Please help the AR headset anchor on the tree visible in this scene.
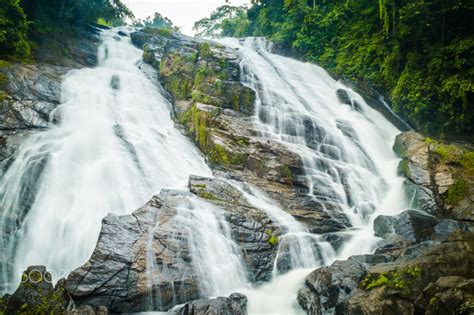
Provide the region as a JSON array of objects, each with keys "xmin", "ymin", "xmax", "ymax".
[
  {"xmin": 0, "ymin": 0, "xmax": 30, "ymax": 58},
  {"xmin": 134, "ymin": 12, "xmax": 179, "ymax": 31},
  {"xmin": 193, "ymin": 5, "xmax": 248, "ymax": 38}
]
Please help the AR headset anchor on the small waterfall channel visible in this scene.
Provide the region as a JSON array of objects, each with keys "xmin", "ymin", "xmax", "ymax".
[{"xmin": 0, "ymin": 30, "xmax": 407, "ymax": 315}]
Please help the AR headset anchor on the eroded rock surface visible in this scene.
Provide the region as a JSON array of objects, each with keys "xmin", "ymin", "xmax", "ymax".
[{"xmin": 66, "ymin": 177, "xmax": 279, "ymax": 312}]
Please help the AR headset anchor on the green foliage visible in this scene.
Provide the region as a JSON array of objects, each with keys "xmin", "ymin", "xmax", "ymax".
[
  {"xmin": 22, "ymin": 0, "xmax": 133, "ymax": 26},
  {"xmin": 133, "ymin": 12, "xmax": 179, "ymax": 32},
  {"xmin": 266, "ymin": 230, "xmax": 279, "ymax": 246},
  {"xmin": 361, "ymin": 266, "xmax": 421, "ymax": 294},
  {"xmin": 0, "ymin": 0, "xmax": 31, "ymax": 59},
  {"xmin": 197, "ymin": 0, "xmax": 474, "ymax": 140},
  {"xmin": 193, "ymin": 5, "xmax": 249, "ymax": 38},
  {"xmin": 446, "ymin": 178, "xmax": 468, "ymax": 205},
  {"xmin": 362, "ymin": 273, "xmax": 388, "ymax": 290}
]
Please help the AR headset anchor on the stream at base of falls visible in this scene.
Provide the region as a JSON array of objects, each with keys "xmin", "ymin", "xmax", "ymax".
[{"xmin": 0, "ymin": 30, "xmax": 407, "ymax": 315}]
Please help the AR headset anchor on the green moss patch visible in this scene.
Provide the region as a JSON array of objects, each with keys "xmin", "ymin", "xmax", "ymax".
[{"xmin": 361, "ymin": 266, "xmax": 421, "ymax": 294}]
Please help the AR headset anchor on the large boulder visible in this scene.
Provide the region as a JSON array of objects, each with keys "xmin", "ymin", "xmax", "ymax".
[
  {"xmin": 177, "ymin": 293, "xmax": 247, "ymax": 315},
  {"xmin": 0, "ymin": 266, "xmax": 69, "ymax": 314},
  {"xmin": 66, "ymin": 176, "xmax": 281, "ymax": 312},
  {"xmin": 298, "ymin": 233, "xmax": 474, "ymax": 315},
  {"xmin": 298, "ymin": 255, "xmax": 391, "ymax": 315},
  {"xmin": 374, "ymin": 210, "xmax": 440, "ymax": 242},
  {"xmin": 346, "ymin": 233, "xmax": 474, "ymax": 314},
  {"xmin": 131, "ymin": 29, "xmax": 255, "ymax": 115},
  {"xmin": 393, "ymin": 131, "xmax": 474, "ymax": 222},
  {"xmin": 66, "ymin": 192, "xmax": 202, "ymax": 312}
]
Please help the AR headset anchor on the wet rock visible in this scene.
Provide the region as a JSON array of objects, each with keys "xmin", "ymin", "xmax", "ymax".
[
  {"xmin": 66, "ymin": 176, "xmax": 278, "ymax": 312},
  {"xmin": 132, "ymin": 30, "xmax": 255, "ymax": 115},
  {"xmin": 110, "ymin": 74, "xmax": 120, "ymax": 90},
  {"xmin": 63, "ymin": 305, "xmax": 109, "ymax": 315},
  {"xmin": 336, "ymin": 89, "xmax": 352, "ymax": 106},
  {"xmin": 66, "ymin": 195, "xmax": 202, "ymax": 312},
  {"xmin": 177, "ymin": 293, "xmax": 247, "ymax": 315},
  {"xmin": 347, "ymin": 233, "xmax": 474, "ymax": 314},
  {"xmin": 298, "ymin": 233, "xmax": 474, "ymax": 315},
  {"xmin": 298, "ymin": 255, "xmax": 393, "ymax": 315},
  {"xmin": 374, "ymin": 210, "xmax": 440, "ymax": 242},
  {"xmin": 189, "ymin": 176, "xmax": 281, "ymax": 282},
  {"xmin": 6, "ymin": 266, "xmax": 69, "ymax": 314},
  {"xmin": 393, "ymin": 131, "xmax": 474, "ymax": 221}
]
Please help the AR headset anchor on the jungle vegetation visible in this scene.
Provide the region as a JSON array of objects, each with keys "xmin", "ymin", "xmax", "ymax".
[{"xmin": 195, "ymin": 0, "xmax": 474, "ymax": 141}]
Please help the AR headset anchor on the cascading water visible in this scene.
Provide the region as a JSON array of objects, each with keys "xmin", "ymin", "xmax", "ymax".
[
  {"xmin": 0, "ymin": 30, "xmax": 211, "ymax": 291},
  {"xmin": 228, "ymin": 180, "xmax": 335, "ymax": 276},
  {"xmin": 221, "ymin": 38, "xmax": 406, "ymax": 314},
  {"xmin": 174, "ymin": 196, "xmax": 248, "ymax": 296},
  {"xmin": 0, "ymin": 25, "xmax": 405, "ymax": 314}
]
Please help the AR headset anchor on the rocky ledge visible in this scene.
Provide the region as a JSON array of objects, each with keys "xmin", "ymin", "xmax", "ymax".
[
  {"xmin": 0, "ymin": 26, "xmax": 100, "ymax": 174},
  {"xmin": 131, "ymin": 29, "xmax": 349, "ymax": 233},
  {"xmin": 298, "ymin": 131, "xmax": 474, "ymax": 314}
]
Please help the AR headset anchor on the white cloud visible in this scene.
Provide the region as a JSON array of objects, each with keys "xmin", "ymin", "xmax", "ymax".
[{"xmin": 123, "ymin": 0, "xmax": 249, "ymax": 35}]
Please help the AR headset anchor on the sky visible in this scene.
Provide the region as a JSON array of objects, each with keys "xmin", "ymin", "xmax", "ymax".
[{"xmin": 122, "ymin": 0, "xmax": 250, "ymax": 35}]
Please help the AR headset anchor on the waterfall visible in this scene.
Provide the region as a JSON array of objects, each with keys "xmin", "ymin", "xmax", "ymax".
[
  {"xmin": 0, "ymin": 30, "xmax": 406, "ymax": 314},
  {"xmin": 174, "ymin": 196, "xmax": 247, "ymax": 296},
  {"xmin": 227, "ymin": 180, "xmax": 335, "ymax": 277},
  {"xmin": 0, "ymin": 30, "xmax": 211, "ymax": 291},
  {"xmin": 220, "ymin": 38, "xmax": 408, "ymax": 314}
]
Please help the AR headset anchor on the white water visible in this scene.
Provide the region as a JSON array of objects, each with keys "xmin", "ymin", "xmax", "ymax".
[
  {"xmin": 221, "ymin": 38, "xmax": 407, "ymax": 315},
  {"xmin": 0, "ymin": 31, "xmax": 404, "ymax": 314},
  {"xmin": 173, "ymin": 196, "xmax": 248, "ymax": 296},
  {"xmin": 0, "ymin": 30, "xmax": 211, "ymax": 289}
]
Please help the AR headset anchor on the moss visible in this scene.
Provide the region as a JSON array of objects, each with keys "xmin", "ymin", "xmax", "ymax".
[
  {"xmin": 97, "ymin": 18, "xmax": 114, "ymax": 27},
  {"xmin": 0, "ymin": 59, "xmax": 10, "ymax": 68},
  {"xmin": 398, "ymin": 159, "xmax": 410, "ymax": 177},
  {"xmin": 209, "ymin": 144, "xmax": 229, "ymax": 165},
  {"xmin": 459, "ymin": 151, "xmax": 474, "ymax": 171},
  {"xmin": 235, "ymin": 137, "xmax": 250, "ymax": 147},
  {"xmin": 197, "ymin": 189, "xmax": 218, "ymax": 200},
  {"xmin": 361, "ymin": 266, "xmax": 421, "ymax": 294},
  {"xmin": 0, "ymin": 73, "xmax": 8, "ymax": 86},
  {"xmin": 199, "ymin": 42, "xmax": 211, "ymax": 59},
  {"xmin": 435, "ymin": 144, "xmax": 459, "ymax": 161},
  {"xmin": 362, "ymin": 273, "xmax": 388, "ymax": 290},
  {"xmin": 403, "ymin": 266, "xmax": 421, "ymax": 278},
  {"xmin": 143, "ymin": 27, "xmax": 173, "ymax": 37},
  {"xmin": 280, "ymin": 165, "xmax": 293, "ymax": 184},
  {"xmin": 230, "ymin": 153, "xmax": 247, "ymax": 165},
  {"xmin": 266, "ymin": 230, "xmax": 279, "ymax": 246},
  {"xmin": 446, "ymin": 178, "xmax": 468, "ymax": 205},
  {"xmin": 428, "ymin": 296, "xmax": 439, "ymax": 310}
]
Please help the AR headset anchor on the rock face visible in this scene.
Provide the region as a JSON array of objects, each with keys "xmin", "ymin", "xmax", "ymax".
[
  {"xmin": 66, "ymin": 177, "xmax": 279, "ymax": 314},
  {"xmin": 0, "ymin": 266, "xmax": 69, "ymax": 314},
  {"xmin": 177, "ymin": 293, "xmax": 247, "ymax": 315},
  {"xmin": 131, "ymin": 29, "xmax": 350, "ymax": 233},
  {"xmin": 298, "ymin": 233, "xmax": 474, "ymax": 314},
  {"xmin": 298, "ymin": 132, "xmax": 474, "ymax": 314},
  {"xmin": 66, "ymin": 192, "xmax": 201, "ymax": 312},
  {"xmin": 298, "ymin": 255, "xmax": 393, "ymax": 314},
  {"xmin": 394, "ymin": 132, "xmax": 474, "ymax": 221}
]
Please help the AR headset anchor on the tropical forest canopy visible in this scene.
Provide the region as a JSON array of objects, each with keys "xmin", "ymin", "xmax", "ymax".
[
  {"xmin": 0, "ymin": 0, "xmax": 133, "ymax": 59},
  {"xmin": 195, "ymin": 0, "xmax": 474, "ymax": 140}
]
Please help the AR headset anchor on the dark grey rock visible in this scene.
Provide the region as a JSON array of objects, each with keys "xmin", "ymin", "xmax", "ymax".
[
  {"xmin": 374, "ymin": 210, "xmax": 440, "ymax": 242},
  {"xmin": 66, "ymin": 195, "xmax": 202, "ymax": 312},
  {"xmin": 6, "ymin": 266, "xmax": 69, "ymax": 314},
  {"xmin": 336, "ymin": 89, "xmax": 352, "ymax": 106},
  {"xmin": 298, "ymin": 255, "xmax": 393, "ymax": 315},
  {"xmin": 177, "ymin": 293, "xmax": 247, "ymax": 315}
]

* * *

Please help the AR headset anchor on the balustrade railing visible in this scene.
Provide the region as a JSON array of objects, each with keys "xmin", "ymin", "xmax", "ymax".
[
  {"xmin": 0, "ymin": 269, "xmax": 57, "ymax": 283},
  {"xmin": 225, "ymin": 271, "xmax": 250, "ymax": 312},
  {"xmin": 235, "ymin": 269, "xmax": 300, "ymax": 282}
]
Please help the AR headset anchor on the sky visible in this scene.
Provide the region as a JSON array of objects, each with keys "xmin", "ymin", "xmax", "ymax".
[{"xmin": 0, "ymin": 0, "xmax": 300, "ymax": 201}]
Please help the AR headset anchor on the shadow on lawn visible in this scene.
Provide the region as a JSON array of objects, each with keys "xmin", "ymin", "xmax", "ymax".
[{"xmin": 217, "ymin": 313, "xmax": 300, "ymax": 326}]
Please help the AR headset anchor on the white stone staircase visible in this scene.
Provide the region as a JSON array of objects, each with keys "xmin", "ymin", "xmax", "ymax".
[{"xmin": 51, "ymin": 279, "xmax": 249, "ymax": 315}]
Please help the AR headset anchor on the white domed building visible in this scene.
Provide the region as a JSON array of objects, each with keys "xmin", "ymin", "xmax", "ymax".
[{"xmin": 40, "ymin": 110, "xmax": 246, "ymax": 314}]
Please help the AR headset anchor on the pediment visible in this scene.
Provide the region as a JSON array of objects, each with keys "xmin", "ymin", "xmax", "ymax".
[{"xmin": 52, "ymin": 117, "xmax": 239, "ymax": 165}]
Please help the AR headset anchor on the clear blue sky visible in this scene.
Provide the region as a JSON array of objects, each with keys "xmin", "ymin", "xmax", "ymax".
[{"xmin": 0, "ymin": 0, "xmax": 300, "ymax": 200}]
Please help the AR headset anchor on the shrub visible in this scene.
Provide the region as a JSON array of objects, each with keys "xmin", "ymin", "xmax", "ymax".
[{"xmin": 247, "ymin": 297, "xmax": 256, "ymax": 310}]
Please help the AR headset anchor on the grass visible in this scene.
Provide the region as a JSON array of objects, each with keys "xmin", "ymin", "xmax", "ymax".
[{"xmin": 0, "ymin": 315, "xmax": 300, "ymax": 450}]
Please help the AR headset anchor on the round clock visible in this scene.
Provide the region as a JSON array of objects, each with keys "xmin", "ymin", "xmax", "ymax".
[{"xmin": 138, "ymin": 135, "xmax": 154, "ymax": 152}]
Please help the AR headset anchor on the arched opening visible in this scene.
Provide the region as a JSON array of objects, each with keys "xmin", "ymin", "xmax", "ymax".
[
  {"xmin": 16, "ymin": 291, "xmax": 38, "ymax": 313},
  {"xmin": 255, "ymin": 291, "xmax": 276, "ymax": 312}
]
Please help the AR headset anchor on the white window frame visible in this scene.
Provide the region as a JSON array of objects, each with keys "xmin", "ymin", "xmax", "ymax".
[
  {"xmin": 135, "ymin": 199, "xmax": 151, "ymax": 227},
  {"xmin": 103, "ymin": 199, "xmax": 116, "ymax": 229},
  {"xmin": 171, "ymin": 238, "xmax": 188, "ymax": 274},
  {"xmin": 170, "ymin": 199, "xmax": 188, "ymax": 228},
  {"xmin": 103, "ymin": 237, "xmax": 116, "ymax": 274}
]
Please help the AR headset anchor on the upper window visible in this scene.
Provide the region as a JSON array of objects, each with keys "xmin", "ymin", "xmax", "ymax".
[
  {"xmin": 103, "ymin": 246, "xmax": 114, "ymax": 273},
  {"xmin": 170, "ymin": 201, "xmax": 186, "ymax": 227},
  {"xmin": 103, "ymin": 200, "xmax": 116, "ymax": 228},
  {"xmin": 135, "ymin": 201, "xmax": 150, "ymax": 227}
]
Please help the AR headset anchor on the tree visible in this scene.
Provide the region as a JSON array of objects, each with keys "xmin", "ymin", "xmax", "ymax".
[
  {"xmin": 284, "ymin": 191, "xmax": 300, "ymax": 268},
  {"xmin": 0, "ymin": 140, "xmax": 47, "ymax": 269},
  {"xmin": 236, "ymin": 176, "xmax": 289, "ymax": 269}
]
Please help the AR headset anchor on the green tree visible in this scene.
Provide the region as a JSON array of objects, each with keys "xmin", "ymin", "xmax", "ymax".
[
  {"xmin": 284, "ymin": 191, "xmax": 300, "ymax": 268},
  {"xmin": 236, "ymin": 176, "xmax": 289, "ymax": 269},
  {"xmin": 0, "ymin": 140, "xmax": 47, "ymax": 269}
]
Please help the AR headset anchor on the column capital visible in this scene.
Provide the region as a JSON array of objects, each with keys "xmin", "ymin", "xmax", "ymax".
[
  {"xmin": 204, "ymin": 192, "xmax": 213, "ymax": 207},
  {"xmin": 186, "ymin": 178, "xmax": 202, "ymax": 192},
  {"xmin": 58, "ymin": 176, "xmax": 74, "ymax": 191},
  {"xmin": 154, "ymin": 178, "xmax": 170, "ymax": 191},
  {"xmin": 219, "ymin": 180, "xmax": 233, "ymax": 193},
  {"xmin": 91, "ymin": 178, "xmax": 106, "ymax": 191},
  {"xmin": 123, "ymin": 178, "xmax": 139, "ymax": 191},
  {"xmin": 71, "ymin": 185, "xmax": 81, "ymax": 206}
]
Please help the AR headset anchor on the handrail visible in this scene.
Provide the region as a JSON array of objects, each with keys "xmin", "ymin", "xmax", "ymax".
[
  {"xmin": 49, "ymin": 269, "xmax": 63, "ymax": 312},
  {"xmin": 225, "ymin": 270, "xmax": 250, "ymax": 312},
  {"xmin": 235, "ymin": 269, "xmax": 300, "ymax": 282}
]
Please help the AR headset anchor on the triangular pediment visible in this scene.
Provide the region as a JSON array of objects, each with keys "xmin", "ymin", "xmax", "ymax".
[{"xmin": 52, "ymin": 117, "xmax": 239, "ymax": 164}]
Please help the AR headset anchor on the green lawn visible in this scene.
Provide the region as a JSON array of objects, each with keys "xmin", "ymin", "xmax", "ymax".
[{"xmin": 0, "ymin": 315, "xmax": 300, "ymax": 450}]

→ What the task asks
Give the number of lines in the listing above that contain the word "lawn", with case counting. Reply with the number only.

→ Response to this task
2